• **Instruksi Kerja**:
a – Bisakah Anda menyalin ulang bagian teks tentang sertifikasi insinyur di bawah, antara "Perbandingan Sertifikasi Insinyur" dan "dan sertifikasi insinyur.", termasuk keduanya?
b – Baris mana saja di bawah yang memuat kata "sign"? Ambil setiap baris itu dan salin tanpa perubahan.
===== Teks Dokumen =====
Perbandingan Sertifikasi Insinyur Indonesia dengan Praktik Internasional

Penelitian ini membandingkan sistem sertifikasi insinyur di Indonesia dengan tiga negara ASEAN: Malaysia, Singapura, dan Filipina. Negara-negara ini dipilih karena telah menerapkan sistem sertifikasi insinyur yang lebih matang dan diakui secara internasional.

Beberapa temuan utama dalam perbandingan ini adalah:

  • Malaysia telah memiliki Registration of Engineers Act 1967, yang secara jelas mengatur proses sertifikasi dan registrasi insinyur.
  • Singapura memiliki Professional Engineers Act, yang menetapkan proses akreditasi ketat dan mewajibkan registrasi ulang secara berkala.
  • Filipina menggunakan Republic Act No. 544, yang membatasi jumlah asosiasi profesi untuk meningkatkan efektivitas pembinaan dan sertifikasi insinyur.
  • Indonesia masih menghadapi kendala dalam harmonisasi peraturan, di mana terdapat perbedaan kebijakan antara Persatuan Insinyur Indonesia (PII) dan Dewan Insinyur Indonesia.
===== Data untuk Tugas =====
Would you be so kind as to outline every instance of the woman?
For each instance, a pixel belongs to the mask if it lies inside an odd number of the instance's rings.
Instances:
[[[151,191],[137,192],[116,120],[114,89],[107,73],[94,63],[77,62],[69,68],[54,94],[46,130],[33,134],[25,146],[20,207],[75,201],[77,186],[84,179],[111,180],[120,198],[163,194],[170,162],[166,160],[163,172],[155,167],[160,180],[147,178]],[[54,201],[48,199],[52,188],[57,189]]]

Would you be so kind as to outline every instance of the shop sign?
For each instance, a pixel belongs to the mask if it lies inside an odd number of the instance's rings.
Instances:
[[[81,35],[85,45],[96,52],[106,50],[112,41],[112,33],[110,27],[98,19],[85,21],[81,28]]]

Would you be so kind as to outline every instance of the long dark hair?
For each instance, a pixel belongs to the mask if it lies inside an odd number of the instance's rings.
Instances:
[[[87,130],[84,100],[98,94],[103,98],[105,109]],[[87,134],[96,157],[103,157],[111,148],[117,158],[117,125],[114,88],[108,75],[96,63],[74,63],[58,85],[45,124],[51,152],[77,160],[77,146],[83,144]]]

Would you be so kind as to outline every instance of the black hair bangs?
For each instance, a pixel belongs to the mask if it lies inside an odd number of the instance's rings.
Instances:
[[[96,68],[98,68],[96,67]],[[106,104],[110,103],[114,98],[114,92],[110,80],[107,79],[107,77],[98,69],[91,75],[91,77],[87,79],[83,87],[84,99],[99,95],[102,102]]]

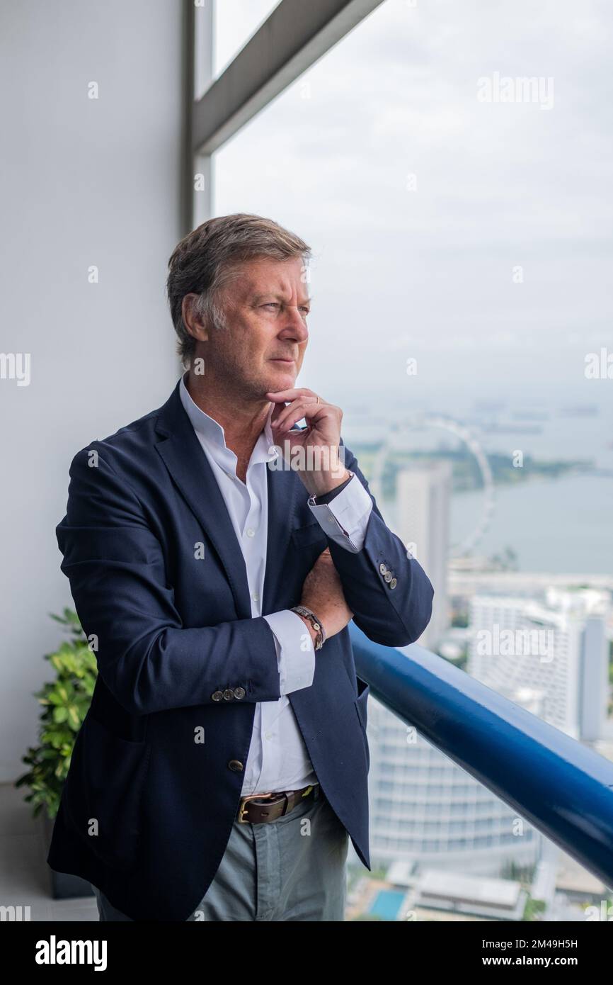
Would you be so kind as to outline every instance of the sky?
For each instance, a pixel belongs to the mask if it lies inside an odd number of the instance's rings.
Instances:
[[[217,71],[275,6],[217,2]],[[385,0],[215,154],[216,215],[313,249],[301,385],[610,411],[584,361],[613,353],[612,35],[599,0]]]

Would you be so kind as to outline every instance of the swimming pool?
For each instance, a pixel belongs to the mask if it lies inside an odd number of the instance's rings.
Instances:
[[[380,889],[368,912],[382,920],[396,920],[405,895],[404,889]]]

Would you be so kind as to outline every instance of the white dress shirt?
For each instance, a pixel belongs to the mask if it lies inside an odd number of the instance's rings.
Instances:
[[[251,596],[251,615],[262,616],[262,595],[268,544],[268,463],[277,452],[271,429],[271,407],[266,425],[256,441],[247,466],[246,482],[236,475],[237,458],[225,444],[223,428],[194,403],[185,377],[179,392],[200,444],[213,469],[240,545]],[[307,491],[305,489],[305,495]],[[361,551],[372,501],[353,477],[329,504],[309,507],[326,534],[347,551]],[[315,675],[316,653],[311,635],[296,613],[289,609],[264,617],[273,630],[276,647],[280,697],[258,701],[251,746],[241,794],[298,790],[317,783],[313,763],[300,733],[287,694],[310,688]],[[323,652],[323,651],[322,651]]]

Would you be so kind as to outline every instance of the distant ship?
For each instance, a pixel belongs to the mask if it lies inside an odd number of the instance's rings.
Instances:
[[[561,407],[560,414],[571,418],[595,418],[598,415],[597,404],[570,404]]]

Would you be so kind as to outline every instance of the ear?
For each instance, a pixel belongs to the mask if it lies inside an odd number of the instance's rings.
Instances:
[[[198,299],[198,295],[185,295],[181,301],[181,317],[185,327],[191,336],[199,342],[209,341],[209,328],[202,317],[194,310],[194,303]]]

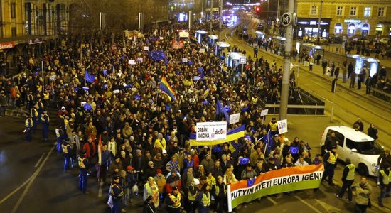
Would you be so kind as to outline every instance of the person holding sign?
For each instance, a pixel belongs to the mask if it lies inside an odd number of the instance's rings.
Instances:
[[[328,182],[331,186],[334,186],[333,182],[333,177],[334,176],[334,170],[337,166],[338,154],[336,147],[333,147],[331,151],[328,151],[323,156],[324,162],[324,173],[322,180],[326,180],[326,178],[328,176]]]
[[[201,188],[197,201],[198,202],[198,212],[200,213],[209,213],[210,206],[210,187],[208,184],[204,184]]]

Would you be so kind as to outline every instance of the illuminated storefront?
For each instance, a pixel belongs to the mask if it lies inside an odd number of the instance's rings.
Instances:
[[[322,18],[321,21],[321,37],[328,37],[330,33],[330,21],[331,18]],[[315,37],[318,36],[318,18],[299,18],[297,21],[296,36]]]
=====
===== Data untuk Tugas =====
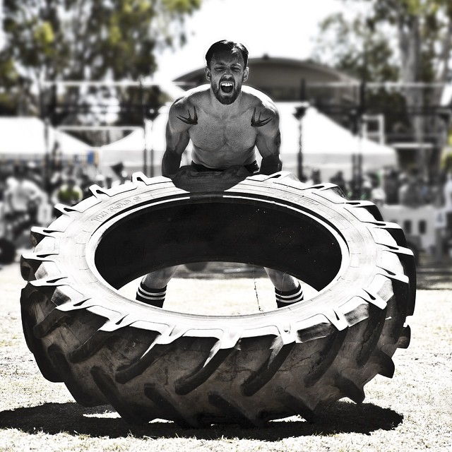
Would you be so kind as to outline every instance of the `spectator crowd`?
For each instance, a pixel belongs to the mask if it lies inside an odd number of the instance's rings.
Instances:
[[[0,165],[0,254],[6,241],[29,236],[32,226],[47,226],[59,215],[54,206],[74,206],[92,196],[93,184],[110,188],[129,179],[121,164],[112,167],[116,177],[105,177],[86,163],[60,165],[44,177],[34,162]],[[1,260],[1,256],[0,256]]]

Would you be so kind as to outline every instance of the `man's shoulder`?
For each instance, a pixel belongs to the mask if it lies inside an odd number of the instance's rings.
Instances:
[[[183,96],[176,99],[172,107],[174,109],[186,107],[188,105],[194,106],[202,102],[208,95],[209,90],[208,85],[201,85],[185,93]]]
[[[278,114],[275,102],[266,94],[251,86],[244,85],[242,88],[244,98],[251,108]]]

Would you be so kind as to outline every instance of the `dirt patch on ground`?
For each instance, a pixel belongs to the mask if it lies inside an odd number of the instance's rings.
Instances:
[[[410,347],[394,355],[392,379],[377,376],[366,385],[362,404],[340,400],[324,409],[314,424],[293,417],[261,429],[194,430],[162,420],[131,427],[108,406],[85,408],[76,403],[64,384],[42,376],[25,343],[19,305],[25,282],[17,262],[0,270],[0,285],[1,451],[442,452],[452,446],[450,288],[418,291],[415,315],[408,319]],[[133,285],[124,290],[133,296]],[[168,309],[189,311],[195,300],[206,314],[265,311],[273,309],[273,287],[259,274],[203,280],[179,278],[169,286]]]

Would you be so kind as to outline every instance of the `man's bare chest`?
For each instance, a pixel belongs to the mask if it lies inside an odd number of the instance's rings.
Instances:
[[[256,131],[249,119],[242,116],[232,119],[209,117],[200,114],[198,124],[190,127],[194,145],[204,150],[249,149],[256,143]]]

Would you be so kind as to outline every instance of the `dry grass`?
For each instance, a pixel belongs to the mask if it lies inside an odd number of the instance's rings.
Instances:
=====
===== Data untuk Tugas =====
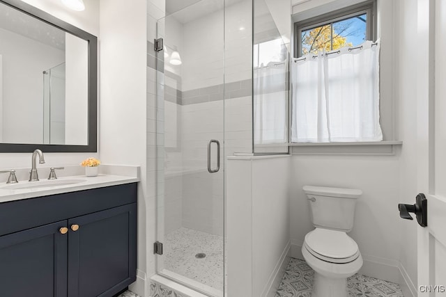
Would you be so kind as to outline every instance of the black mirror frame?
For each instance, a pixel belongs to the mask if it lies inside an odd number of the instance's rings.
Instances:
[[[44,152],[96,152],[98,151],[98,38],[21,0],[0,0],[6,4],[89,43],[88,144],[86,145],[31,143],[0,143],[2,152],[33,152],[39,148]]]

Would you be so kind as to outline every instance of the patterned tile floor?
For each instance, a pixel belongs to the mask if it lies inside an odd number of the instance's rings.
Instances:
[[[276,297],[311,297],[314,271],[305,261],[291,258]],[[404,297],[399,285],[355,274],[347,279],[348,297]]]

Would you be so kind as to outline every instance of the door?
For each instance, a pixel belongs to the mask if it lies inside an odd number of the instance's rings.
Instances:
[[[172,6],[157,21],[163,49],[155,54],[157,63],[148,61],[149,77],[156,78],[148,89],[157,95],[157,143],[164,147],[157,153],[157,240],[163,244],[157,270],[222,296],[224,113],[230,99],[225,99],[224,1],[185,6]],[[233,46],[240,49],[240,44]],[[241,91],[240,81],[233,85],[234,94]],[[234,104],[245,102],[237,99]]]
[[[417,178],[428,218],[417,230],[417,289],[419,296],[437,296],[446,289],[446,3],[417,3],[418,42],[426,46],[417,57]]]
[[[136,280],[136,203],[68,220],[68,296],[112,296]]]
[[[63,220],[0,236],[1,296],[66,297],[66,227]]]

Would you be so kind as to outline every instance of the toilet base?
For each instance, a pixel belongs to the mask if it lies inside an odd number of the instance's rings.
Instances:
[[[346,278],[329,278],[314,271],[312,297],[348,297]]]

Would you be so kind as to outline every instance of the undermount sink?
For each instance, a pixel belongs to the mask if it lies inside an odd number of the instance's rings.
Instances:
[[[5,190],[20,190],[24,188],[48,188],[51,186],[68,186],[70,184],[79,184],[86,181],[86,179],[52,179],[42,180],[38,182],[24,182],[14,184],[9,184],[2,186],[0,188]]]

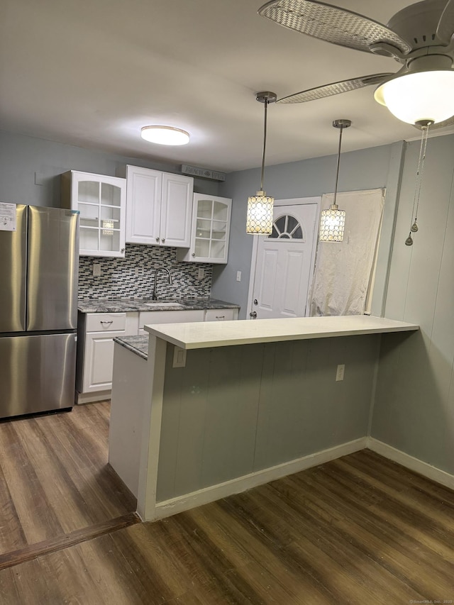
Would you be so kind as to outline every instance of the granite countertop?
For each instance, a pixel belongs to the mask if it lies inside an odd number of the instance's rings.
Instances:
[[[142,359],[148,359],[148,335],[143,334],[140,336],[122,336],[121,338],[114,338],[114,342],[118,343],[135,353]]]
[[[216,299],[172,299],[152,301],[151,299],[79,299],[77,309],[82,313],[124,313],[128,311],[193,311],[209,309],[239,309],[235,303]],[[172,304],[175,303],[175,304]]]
=====
• **Jawaban Tugas**:
a –
Perbandingan Sertifikasi Insinyur Indonesia dengan Praktik Internasional

Penelitian ini membandingkan sistem sertifikasi insinyur di Indonesia dengan tiga negara ASEAN: Malaysia, Singapura, dan Filipina. Negara-negara ini dipilih karena telah menerapkan sistem sertifikasi insinyur yang lebih matang dan diakui secara internasional.

Beberapa temuan utama dalam perbandingan ini adalah:

  • Malaysia telah memiliki Registration of Engineers Act 1967, yang secara jelas mengatur proses sertifikasi dan registrasi insinyur.
  • Singapura memiliki Professional Engineers Act, yang menetapkan proses akreditasi ketat dan mewajibkan registrasi ulang secara berkala.
  • Filipina menggunakan Republic Act No. 544, yang membatasi jumlah asosiasi profesi untuk meningkatkan efektivitas pembinaan dan sertifikasi insinyur.

b –
Would you be so kind as to outline every instance of the shop sign?
Would you be so kind as to outline every instance of the person holding sign?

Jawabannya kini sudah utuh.